What you will do —
Answer with the exact lines of the following material from the one containing "Task: place one pin on each instance of the eyebrow" through the one containing "column 92, row 308", both end lines included.

Data to examine —

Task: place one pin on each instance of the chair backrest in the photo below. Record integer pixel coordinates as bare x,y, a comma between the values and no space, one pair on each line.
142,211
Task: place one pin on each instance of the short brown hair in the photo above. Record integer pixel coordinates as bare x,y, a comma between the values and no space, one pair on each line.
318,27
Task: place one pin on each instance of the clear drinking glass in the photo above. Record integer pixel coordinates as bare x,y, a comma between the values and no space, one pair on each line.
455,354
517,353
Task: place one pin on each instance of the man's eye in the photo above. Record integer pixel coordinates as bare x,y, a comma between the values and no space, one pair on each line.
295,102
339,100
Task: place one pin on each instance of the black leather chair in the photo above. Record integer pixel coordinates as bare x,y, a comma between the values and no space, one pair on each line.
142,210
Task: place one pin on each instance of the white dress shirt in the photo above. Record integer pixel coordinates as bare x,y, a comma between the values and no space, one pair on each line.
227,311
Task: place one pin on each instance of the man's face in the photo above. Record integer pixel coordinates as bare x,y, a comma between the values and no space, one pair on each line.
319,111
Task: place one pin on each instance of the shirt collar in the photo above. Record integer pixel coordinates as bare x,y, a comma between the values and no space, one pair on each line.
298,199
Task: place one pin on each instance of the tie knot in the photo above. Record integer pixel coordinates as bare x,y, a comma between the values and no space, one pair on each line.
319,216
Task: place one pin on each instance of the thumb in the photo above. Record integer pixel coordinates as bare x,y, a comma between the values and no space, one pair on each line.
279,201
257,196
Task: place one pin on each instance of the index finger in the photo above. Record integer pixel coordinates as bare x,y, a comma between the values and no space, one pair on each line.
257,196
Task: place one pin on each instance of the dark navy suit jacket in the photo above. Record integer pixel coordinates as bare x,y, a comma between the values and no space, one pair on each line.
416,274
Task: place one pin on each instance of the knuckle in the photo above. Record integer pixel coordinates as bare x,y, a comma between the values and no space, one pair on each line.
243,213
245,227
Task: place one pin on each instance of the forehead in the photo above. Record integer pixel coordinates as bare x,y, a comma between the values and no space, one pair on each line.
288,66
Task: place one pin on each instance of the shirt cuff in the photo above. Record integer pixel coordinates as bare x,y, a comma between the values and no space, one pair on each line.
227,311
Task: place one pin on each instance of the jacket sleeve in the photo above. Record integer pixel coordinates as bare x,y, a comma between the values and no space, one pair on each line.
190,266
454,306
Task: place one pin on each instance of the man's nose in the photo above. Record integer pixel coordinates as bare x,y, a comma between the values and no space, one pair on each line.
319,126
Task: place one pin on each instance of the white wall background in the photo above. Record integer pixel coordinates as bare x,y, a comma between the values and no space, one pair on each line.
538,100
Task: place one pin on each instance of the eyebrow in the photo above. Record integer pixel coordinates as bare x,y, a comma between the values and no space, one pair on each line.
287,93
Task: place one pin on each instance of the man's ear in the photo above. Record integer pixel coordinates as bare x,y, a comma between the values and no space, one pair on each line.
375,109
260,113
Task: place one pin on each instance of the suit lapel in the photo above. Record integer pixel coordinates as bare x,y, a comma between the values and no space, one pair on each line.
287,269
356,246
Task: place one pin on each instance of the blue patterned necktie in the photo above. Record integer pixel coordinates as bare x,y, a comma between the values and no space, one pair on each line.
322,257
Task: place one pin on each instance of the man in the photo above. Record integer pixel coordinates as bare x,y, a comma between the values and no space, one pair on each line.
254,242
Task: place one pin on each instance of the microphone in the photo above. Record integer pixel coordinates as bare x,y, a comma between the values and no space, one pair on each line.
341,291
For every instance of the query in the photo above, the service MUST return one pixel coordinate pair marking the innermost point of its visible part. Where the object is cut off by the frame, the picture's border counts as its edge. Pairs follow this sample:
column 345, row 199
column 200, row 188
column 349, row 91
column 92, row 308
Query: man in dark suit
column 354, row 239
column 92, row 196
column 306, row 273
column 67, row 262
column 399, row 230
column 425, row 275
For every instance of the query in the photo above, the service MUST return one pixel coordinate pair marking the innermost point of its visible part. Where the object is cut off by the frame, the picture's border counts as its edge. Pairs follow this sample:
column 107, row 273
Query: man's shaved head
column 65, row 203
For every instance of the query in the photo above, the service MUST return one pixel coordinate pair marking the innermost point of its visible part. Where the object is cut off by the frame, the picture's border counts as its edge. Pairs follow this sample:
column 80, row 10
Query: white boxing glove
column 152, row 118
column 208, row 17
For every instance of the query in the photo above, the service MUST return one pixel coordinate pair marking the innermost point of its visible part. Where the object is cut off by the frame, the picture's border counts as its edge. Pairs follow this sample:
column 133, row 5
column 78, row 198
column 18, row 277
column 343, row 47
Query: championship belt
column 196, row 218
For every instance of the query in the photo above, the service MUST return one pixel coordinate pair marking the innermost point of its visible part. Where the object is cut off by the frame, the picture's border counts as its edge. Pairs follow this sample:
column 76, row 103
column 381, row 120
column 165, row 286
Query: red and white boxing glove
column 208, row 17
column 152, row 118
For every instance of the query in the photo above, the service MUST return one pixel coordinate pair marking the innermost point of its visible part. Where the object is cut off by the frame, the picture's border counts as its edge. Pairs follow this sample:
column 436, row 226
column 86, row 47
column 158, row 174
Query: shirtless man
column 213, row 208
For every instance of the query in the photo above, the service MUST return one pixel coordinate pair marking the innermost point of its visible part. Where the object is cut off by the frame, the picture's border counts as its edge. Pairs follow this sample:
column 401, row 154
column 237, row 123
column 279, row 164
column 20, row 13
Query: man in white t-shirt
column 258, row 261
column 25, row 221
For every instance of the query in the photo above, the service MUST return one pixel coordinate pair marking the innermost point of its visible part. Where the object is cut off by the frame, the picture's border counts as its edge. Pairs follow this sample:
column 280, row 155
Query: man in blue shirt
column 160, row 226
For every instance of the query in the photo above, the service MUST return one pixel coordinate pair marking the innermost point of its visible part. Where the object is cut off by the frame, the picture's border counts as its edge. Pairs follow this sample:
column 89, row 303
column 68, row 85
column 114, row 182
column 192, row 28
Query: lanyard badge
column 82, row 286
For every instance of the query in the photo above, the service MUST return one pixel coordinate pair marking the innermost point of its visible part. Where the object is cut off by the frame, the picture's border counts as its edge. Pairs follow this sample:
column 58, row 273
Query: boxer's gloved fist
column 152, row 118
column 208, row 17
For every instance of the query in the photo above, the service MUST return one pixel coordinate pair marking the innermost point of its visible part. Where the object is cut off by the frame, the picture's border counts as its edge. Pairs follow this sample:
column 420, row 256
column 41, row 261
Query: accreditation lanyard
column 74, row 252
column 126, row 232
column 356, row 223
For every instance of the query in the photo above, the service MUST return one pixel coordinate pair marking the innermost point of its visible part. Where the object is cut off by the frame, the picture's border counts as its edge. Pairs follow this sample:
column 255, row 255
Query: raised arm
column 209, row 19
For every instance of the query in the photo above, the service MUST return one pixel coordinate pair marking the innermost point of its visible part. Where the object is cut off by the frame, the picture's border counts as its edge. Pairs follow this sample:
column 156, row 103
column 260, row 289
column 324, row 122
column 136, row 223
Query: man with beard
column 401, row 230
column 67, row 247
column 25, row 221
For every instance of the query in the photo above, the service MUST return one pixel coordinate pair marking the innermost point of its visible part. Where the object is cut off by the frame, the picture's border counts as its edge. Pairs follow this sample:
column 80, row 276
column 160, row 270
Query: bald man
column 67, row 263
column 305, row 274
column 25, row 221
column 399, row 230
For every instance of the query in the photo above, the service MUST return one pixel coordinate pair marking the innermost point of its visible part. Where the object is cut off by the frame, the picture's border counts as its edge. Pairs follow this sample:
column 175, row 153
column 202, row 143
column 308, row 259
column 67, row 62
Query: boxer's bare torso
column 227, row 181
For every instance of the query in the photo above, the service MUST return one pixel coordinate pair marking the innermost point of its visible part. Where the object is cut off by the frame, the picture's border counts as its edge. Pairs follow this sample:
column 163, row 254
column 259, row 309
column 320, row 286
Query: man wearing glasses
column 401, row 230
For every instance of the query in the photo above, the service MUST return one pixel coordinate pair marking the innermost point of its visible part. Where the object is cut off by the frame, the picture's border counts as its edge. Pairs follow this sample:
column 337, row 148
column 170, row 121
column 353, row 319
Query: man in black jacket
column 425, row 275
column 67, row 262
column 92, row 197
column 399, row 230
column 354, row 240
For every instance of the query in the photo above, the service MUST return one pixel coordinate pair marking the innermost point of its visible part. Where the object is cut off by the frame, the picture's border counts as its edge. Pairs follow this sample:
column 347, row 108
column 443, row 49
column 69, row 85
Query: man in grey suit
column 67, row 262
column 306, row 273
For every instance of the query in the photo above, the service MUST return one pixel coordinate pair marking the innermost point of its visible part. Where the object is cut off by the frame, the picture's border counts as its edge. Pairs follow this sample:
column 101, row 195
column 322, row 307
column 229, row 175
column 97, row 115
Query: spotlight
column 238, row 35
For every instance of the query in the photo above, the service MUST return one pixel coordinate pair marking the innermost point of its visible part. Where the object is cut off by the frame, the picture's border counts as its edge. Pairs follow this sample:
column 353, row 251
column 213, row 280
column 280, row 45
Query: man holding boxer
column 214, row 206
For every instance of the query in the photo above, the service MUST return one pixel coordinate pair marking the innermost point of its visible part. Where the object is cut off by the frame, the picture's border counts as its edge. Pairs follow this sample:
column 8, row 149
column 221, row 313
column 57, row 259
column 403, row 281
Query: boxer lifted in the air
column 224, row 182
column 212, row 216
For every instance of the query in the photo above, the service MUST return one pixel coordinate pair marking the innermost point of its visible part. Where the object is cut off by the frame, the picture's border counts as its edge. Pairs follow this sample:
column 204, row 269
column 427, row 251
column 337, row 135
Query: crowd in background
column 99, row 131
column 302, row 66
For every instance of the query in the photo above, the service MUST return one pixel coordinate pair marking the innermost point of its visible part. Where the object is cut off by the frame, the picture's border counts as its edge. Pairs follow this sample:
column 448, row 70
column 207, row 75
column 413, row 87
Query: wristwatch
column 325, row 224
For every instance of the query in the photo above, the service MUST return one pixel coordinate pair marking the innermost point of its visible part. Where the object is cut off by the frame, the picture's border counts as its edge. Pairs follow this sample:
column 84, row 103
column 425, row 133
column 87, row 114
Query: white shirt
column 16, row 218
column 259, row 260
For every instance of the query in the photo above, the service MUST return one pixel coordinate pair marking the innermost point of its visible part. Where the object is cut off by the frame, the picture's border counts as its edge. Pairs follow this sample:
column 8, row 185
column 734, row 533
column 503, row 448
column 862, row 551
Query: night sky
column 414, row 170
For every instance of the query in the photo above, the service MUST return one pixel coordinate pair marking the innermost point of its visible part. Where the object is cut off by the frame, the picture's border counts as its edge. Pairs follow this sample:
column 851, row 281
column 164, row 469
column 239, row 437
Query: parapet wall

Output of the task —
Task: place one pin on each instance of the eyebrow in the photo above. Record integer pixel coordinates as bare x,y, a comma between the values and no space, one pair on each line.
287,93
Task: place one pin on each instance of the man's ear in the photo above. Record integer pixel coordinates as bare x,y, a comma between the values and no space, one pair on each line.
375,109
260,113
Task: place one pin on each instance of the suit lapel in the photo above. Record integer pixel coordinates as bare x,y, a comma between the values and no space, one pair on each line.
287,269
356,246
Task: place one pin on each instance of the blue patterned necktie in the photo above. Record integer pixel coordinates as bare x,y, a comma between the values and no space, one pair on each line.
322,257
Task: place one pin on each instance of the man in the photo above. Record integer pixel coordinates as bare x,y, a comma between the values and no space, one pair on each line.
254,242
Task: place one pin on each instance of the microphone in the photo above. Record integer pixel coordinates as bare x,y, a comma between the values and no space, one pair on each line.
341,291
For every instance of the query in the photo above, the service MUST return one pixel coordinate pair marking the innermost point of its visible part. Where the object is cut off by the frame, the picture's border counts as its edge. Pairs follow this sample:
column 345, row 199
column 200, row 188
column 349, row 91
column 92, row 308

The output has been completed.